● Written problem:
Swap "Put a dot" for "Place a mark" in every one of the rows below, and reproduce them otherwise unchanged with the pictures left out.

● Dataset records:
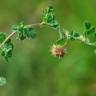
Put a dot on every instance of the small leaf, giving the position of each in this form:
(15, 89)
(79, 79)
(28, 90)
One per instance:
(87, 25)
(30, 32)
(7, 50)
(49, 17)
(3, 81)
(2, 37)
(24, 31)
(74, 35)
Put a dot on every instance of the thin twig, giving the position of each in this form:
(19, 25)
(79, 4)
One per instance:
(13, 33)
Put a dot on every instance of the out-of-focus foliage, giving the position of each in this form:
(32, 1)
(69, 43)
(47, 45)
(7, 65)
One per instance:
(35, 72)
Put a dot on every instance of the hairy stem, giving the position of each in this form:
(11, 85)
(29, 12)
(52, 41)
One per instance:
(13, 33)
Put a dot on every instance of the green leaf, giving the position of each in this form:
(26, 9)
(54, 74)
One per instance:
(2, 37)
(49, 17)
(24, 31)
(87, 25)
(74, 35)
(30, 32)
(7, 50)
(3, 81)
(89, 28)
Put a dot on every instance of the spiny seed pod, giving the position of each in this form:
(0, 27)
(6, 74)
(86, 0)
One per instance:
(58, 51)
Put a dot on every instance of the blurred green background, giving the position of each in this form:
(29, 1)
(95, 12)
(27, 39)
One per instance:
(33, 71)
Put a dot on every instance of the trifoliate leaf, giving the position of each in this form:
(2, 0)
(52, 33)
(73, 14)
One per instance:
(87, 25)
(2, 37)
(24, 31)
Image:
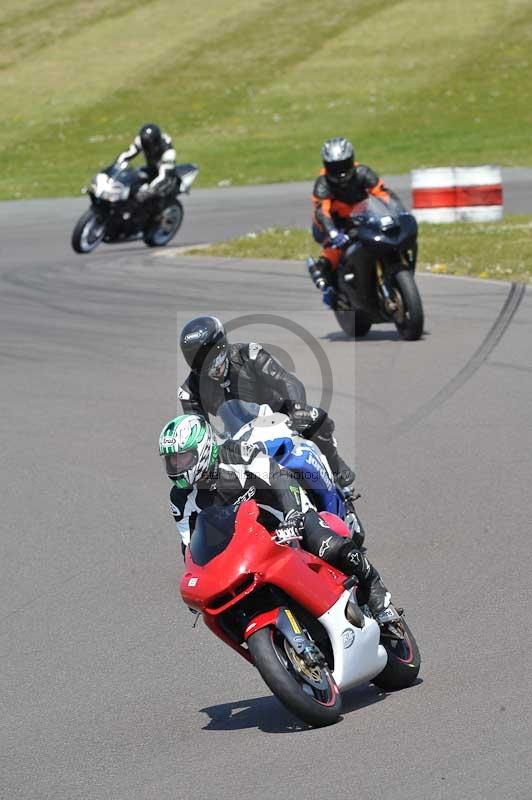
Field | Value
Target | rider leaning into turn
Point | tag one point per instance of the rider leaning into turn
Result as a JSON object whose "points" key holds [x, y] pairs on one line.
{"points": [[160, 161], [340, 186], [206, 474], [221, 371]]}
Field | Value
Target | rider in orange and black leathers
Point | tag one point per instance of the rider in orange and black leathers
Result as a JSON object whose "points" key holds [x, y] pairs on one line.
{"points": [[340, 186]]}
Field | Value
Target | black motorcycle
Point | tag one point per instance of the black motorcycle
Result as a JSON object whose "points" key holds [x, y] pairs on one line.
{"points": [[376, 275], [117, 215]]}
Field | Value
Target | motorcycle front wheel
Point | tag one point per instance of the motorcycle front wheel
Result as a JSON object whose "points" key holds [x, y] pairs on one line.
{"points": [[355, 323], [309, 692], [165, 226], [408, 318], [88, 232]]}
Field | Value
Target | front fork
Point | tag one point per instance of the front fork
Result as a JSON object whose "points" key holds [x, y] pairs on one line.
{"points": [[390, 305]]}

● Complete output:
Place a mark on every instance of the small leaf, giving the position of each in this form:
(15, 89)
(79, 79)
(28, 90)
One per instance:
(87, 25)
(30, 32)
(7, 50)
(49, 17)
(3, 81)
(2, 37)
(24, 31)
(74, 35)
Place a mark on every instance of the thin twig, giving the position of each in this form:
(19, 25)
(79, 4)
One per instance:
(13, 33)
Place a mark on every instance of the out-of-focus foliage, giving the position of each in this form:
(32, 1)
(69, 43)
(47, 45)
(7, 65)
One per instance:
(35, 72)
Place a mark on every instance of the hairy stem, giving the position of each in this form:
(11, 85)
(29, 12)
(52, 41)
One per instance:
(13, 33)
Place a mark on every instance of the green leaf, giving the position of each in this form:
(26, 9)
(54, 74)
One per instance:
(2, 37)
(49, 17)
(24, 31)
(87, 25)
(74, 35)
(30, 32)
(7, 50)
(3, 81)
(89, 28)
Place a mark on every instance of the spiny seed pod, giving the position of each in this form:
(0, 27)
(6, 74)
(86, 0)
One per instance:
(58, 51)
Place a mark on every instance of the blurred green background, giving the position of each in this form:
(29, 1)
(95, 12)
(27, 39)
One per instance:
(33, 71)
Place a mark on every instance of the trifoliate leaf, giving the position of each in this form:
(2, 0)
(52, 33)
(73, 14)
One per instance:
(87, 25)
(2, 37)
(24, 31)
Image:
Field | Value
Target | rider leaning into turn
Point | tag one point per instance of the rider leaning into turn
Result as a JSON object whose "points" key holds [x, y] pairs on one line.
{"points": [[160, 161], [340, 186], [206, 474], [221, 371]]}
Field | Value
Target | rider in orange and black leathers
Point | tag one point per instance of the rider in orange and black leathers
Result as a JSON object whose "points" key holds [x, y] pairs on one line.
{"points": [[340, 186]]}
Field | Value
Target | black motorcycle
Point | tag one point per instance of the black motorcycle
Result as a JSON object whose "points" key holds [x, y] pairs on one line.
{"points": [[376, 275], [117, 215]]}
Field | Value
Target | motorcycle front wheel
Point | tag one point per instance of the motorcycle front wheel
Result as a JSON object whose "points" key holds [x, y] pairs on one line.
{"points": [[355, 323], [309, 692], [165, 226], [408, 318], [88, 232]]}
Field | Value
Target | front fork
Point | tag one point per instance of the front fork
Result as a JSON object whose "points" key holds [x, y] pairs on one line.
{"points": [[390, 305]]}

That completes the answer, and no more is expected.